Task details: Rewrite the listing below as a JSON list of strings with one string per line, skipping blank lines and leaving out the pictures.

**** Listing

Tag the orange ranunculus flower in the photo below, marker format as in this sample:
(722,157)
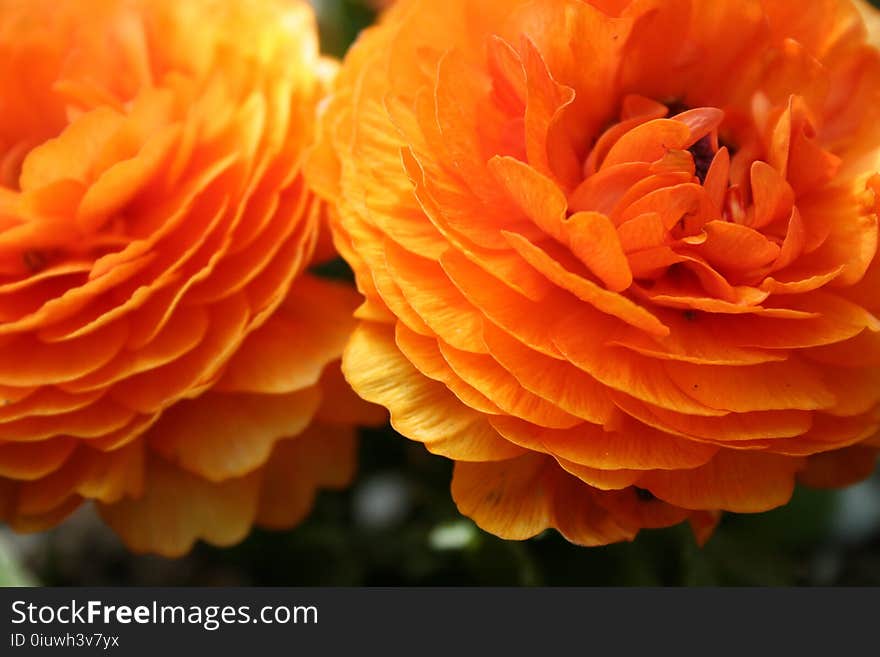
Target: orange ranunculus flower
(162,349)
(618,256)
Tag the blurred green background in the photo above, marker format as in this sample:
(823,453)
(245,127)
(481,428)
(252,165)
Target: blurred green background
(397,524)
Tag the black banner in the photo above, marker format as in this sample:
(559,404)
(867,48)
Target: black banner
(461,621)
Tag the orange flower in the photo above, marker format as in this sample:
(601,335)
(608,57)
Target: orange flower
(618,257)
(160,341)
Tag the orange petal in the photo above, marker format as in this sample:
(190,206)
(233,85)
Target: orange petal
(743,482)
(421,409)
(178,508)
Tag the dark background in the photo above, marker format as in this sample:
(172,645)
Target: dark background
(397,525)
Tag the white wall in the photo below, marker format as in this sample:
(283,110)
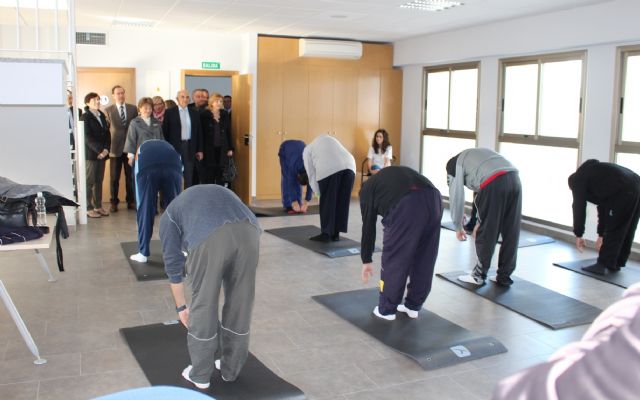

********

Result of this task:
[
  "Tag the orange ranunculus flower in the photo below, marker format as in this sample:",
  "(722,157)",
  "Target: orange ranunculus flower",
  "(162,349)",
  "(618,256)",
  "Tag the blurred green background in the photo above, marker format as in this sample:",
  "(823,453)",
  "(245,127)",
  "(481,428)",
  "(252,165)",
  "Target: blurred green background",
  "(397,524)",
  "Tag the black banner in the photo above, marker format as in this sample:",
  "(559,404)",
  "(867,48)",
  "Target: black banner",
  "(461,621)",
  "Tag the orange flower in the photo above, marker format as in this sample:",
  "(601,335)",
  "(608,57)",
  "Target: orange flower",
  "(618,257)",
  "(160,341)",
  "Tag the orange petal in the photo above, marker format as in this sample:",
  "(190,206)",
  "(233,85)",
  "Target: orange petal",
  "(743,482)",
  "(421,409)",
  "(178,508)",
  "Tag the dark background in the photo above, marker format as in this sample:",
  "(172,645)",
  "Target: dark background",
  "(397,525)",
  "Tag the white wall in the photo below, marker format as in this sample:",
  "(283,110)"
]